(Dataset entries)
——————

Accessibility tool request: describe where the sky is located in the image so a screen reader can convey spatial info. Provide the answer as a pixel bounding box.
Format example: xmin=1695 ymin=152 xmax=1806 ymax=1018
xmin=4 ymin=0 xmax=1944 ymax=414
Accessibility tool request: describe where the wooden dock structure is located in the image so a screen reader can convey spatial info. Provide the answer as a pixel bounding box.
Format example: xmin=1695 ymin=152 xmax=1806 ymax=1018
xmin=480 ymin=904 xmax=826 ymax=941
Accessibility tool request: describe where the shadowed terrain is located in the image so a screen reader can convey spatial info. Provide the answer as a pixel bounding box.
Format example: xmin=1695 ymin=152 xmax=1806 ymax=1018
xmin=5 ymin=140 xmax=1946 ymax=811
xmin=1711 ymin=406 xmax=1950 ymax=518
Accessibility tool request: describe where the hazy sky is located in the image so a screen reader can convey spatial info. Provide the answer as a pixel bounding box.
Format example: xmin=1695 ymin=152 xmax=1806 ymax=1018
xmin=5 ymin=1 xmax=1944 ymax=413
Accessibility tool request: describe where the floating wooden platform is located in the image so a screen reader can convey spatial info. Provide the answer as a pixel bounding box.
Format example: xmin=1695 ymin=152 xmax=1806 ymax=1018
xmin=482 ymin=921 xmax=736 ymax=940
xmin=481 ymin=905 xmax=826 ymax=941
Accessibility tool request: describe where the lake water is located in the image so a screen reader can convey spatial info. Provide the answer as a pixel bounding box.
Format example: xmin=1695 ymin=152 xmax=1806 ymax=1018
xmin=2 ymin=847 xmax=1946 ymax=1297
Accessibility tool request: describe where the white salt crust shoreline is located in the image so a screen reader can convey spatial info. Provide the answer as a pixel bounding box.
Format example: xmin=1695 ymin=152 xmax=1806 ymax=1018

——————

Search the entries for the string "wooden" and copy each line where it occurs.

Accessibility tool request: describe where the wooden dock structure is located in the image so a screen reader can convey spatial info. Provide the answer as a pixel bounding box.
Accessibility tool request: describe where the floating wooden platform is located in the image so a screen reader can convey spatial info. Provide the answer as a pixel bounding box.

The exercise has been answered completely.